Each entry in the listing below should be restated word for word.

※

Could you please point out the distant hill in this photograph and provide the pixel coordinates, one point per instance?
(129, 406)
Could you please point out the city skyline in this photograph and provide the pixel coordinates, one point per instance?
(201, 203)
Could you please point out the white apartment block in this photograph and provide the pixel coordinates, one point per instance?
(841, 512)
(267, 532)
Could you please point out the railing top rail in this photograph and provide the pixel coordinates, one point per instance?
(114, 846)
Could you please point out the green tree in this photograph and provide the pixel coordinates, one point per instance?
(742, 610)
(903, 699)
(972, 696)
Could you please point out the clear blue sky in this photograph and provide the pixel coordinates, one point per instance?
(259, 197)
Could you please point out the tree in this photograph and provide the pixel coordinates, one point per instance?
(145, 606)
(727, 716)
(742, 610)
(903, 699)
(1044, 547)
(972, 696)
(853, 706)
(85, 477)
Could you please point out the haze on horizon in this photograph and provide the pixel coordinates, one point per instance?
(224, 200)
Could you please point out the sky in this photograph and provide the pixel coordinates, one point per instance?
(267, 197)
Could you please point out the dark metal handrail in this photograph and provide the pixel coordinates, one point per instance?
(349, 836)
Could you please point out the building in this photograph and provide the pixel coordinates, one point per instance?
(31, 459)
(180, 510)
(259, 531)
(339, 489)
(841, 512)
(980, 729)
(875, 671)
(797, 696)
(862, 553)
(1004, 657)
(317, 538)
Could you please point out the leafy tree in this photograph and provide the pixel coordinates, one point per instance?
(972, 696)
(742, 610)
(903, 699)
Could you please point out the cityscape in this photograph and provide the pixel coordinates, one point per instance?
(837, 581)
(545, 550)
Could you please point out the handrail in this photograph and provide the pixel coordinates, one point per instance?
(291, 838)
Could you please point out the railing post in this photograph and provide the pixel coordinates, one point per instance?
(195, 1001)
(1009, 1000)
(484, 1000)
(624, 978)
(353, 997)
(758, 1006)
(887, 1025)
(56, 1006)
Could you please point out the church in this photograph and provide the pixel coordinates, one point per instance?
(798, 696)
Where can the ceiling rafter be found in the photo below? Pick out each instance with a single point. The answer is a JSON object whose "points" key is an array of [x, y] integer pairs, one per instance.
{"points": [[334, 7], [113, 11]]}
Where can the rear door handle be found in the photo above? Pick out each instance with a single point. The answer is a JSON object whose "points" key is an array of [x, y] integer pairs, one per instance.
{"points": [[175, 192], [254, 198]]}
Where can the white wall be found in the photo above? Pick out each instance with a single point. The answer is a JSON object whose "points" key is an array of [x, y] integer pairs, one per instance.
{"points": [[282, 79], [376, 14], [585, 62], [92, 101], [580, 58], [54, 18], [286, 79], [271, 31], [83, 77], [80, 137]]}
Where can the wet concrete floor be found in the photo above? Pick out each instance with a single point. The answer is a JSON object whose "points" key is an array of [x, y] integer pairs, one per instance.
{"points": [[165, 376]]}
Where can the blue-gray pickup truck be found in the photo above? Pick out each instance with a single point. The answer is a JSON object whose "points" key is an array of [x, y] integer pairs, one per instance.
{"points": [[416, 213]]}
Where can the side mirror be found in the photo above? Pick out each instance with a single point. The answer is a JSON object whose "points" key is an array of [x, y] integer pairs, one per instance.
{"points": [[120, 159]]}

※

Task response |
Could you please point out the distant hill in this photograph and provide the pixel coordinates, one point per instance?
(129, 406)
Could you please point out the city skyline in this photograph and provide the pixel coordinates, one point per instance?
(201, 203)
Could you please point out the white apartment block in this photograph and provide the pixel coordinates, one point per instance?
(841, 512)
(267, 532)
Could you please point out the railing top rail in this photograph and provide the pixel coordinates, one point per instance?
(114, 846)
Could you please point out the green tree in this photograph and provide the pixel coordinates, one point per instance?
(742, 610)
(903, 699)
(972, 696)
Could you please point out the clear blue sky in this photograph and provide the pixel coordinates, one point per instance?
(259, 197)
Could you please point out the tree in this photograph and provide the pixel coordinates, one point per instance?
(145, 606)
(727, 716)
(742, 610)
(903, 699)
(1044, 547)
(972, 696)
(853, 706)
(85, 477)
Could you please point out the haze on horizon in this photograph and provide the pixel coordinates, one point per instance?
(224, 200)
Could you please point out the sky in this photograph and provide the pixel coordinates, one point per instance?
(267, 197)
Could you please point out the dark metal handrail in this photograph and provide the pixel coordinates, one point per instance?
(349, 836)
Could you please point out the building in this photograph and provide the pixel coordinates, one point per instance?
(31, 459)
(180, 510)
(259, 531)
(339, 489)
(841, 512)
(980, 729)
(875, 671)
(797, 696)
(862, 553)
(1004, 657)
(317, 538)
Could you please point out the leafy tree in this photograph and provide the pixel coordinates, one point per instance?
(972, 696)
(742, 610)
(903, 699)
Could you please point out the cityscape in this photograph and provide the pixel coordinates, one point per instance?
(837, 581)
(545, 550)
Could you please point out the handrail in this photograph and provide the pixel coordinates, one point per instance?
(291, 838)
Could you please point out the railing post in this photograph and provide the pixel coordinates, one point per instance?
(195, 1001)
(1009, 1000)
(484, 1000)
(624, 978)
(353, 997)
(758, 1006)
(887, 1025)
(56, 1006)
Could you please point out the church in this photograph and provide the pixel coordinates, one point per instance?
(798, 696)
Where can the ceiling rafter be found in the photo below? Pick out each instance with a single point. The answer is a JSON object whose "points" key is an array of [x, y] integer pairs, one per instance.
{"points": [[334, 7], [113, 11]]}
Where can the rear door handle be found in the photo above? Pick out each instance with a single point. The answer is a JSON object whose "points" key is an array of [x, y] integer pairs, one per instance.
{"points": [[175, 192], [254, 198]]}
Where can the white wall be found in the photo above? Pick out each instance with a single point. The answer is a JSON object whose "points" key is an array of [x, y] integer pairs, one per instance.
{"points": [[282, 79], [376, 14], [585, 62], [92, 101], [580, 58], [54, 18], [286, 79], [271, 31], [83, 77], [80, 137]]}
Where can the wet concrete floor be found in the photo above? Pick out each instance with a single point. The answer is a JSON object whose "points" key is an array of [x, y] integer pairs, one per instance.
{"points": [[165, 376]]}
Where can the blue-gray pickup truck be found in the photo above? Pick out each instance with a single point. The answer is a JSON object whose "points" key is an array of [x, y] integer pairs, one per instance.
{"points": [[416, 213]]}
Where can the side mirror be found in the photo above? Pick out each instance with a single point. The answer is a JSON object whose "points" key is an array of [x, y] integer pairs, one per instance.
{"points": [[120, 159]]}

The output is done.